* [About this exercise] Reproduce the records in full. Alter nothing.

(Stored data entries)
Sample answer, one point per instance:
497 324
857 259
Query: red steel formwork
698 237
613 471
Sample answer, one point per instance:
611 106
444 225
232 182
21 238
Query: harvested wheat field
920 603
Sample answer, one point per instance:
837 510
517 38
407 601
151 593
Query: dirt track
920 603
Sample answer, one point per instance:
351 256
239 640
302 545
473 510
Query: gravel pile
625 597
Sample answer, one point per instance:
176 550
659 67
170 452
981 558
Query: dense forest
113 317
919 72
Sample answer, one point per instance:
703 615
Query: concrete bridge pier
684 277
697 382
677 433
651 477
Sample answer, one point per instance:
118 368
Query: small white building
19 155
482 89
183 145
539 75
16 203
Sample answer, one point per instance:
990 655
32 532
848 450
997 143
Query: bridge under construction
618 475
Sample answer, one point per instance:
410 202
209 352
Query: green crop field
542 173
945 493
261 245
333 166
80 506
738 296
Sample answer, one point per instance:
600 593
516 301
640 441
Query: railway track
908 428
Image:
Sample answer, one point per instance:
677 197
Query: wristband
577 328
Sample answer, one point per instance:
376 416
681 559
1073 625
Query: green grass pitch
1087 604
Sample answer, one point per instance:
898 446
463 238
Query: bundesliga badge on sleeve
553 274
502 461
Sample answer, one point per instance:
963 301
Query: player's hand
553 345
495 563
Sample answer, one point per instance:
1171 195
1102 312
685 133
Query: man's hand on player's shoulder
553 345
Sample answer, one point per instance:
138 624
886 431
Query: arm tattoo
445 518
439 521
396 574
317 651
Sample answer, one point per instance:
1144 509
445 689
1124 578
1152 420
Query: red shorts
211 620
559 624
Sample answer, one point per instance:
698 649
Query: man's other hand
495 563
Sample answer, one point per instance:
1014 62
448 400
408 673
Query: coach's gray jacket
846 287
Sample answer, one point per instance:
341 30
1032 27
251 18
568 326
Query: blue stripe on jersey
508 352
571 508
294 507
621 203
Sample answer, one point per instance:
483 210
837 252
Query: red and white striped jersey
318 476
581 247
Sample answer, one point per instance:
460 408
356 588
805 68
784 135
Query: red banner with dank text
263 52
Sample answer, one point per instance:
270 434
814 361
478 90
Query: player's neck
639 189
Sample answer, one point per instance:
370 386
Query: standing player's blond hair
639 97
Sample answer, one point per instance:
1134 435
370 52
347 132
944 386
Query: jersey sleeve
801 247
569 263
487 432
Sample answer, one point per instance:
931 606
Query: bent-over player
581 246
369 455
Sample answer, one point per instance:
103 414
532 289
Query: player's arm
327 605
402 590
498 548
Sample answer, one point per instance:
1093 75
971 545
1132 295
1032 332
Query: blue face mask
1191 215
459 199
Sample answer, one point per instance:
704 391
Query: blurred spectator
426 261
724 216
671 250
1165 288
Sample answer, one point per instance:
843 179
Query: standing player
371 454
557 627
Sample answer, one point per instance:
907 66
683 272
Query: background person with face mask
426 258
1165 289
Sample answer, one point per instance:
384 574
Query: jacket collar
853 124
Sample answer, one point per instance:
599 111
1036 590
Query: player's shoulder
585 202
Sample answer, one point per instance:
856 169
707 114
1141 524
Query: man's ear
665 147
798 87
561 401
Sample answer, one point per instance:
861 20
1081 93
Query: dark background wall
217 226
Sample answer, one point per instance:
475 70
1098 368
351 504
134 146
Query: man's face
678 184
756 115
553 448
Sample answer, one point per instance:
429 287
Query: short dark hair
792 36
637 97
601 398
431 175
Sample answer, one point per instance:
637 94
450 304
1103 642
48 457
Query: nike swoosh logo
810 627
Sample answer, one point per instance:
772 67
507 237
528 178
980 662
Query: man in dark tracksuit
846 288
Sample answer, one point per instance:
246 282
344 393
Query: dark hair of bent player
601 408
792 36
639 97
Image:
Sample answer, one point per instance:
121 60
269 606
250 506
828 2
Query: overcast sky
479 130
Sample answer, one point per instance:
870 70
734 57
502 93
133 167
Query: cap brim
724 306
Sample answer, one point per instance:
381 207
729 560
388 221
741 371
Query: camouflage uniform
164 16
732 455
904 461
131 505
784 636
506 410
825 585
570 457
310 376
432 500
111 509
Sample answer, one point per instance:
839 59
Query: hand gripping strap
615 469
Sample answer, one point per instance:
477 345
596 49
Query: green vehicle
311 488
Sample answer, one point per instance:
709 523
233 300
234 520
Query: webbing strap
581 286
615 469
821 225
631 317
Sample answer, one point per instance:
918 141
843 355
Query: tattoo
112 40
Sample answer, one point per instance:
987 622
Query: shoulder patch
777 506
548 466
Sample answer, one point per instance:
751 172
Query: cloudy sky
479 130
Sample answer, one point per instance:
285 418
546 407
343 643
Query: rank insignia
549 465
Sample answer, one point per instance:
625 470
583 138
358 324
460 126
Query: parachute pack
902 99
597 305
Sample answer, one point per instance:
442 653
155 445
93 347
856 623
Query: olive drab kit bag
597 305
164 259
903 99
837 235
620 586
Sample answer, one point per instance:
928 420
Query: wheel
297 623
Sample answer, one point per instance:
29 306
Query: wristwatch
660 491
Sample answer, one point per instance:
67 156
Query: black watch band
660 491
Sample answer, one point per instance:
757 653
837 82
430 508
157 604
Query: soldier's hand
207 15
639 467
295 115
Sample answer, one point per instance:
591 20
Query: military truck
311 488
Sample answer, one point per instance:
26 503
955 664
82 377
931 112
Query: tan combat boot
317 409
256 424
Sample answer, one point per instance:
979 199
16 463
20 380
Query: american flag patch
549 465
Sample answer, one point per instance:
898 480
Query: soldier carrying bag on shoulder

* [Finished exercise]
Sample answer, one point per instance:
497 324
857 259
Query: red steel formwork
698 237
613 471
Sample answer, one point per instance:
611 106
444 225
232 182
21 238
Query: harvested wheat field
920 603
Sample answer, one point per instance:
837 510
517 38
407 601
151 593
Query: dirt track
920 603
Sample answer, one point per instance:
351 256
239 640
302 545
473 510
Query: gravel pile
625 597
Sample answer, one point per instance:
176 550
659 67
170 452
981 558
Query: dense forest
113 317
919 72
Sample answer, one point per instance:
703 615
Query: concrete bridge pier
684 277
697 382
677 433
651 477
Sample answer, one point per instance:
118 368
Query: small white building
19 155
482 89
183 145
539 75
16 203
Sample answer, one point per instance:
990 655
32 532
848 450
997 143
Query: bridge under construction
618 475
Sample answer, one point per instance:
410 202
209 352
Query: green crop field
542 173
945 493
261 245
333 166
80 506
738 296
Sample answer, one point per instance:
600 593
516 301
640 441
Query: railway track
908 428
Image:
Sample answer, one point per instance:
677 197
Query: wristband
577 328
Sample answer, one point per instance:
376 416
681 559
1073 625
Query: green grass pitch
1087 604
Sample answer, one point per instance:
898 446
463 238
Query: bundesliga badge on sleeve
553 274
502 461
Sample answer, one point per instance:
963 301
Query: player's hand
553 345
495 563
Sample answer, one point per instance:
1171 195
1102 312
685 133
Query: man's hand on player's shoulder
553 345
Sample answer, one point per instance:
138 624
886 431
Query: arm tattoo
445 518
439 521
396 574
317 651
Sample answer, one point per instance:
1144 509
445 689
1124 578
1152 420
Query: red shorts
211 620
559 624
Sample answer, one point per instance:
698 649
Query: man's other hand
495 563
Sample answer, one point per instance:
1014 62
448 400
408 673
Query: coach's gray jacket
846 287
Sample answer, one point per instance:
341 30
1032 27
251 18
568 326
Query: blue stripe on jersey
508 352
571 508
294 507
621 203
Sample answer, one point per instance:
483 210
837 252
Query: red and white striped jersey
318 476
581 247
Sample answer, one point per instance:
460 408
356 588
805 68
784 135
Query: red banner with dank text
263 52
Sample answer, one point per instance:
270 434
814 361
478 90
Query: player's neck
639 189
Sample answer, one point per instance:
370 386
Query: standing player's blond hair
639 97
Sample answer, one point per instance:
1134 435
370 52
347 132
944 386
Query: jersey sleeve
801 247
569 263
487 432
Sample answer, one point per instance:
931 606
Query: bent-over player
581 246
369 455
Sample answer, one point per instance:
103 414
532 289
Query: player's arm
327 605
402 590
498 548
Sample answer, one point per instance:
1093 75
971 545
1132 295
1032 332
Query: blue face mask
1191 215
459 199
Sample answer, one point per instance:
704 391
Query: blurred spectator
426 261
724 216
671 250
1165 288
Sample answer, one point per instance:
843 179
Query: standing player
371 454
557 627
Sample answer, one point per instance:
907 66
683 272
Query: background person with face mask
426 258
1165 289
Sample answer, one point per instance:
384 574
Query: jacket collar
853 124
Sample answer, one point per instance:
599 111
1036 590
Query: player's shoulder
585 202
Sample answer, one point per instance:
856 169
707 114
1141 524
Query: man's ear
665 147
798 87
561 401
Sample answer, one point per instance:
861 20
1081 93
Query: dark background wall
217 226
Sample answer, one point per instance:
475 70
1098 368
351 504
134 146
Query: man's face
678 184
756 115
553 448
Sample answer, one point per instance:
429 287
Query: short dark hair
792 36
637 97
601 398
431 175
Sample answer, one point per instance:
637 94
450 304
1103 642
48 457
Query: nike swoosh logo
810 627
Sample answer, one point per instance:
772 67
507 237
528 178
980 662
Query: man in dark tracksuit
846 288
Sample answer, one point per instance:
246 282
344 393
Query: dark hair of bent player
601 408
792 36
639 97
Image:
Sample answer, one point per instance:
121 60
269 606
250 506
828 2
Query: overcast sky
479 130
Sample answer, one point per instance:
870 70
734 57
502 93
133 167
Query: cap brim
724 306
Sample answer, one point per instance:
381 207
729 560
388 221
741 371
Query: camouflage uniform
164 16
732 455
904 461
131 505
784 636
506 410
825 585
570 457
310 376
432 500
111 509
Sample answer, one point per instance:
839 59
Query: hand gripping strap
615 469
Sample answer, one point per instance:
477 345
596 49
Query: green vehicle
311 488
Sample answer, one point per instance:
709 523
233 300
234 520
Query: webbing strap
581 286
615 469
821 225
631 317
Sample answer, one point per instance:
918 141
843 355
Query: tattoo
112 40
Sample answer, one point per instance:
987 622
Query: shoulder patch
777 506
548 466
Sample answer, one point per instance:
751 172
Query: cloudy sky
479 130
Sample answer, one point per instance:
285 418
546 407
343 643
Query: rank insignia
549 465
Sample answer, one point per instance:
625 470
583 138
358 324
460 126
Query: parachute pack
902 99
597 305
Sample answer, one point per instance:
442 653
155 445
93 347
856 623
Query: olive drab kit bag
597 305
164 259
903 99
837 235
620 586
Sample answer, one point per instance:
928 420
Query: wheel
297 623
Sample answer, one point per instance:
29 306
Query: wristwatch
660 491
Sample answer, one point per instance:
67 156
Query: black watch band
660 491
Sample answer, one point per instance:
757 653
837 82
430 508
157 604
Query: soldier's hand
207 15
639 467
295 115
Sample answer, one point per instance:
591 20
Query: military truck
311 488
Sample answer, one point per instance:
26 503
955 664
82 377
931 112
Query: tan combat boot
317 409
256 424
Sample answer, one point per instance:
979 199
16 463
20 380
Query: american flag patch
549 465
Sample answer, one point per instance:
898 480
Query: soldier carrying bag on shoulder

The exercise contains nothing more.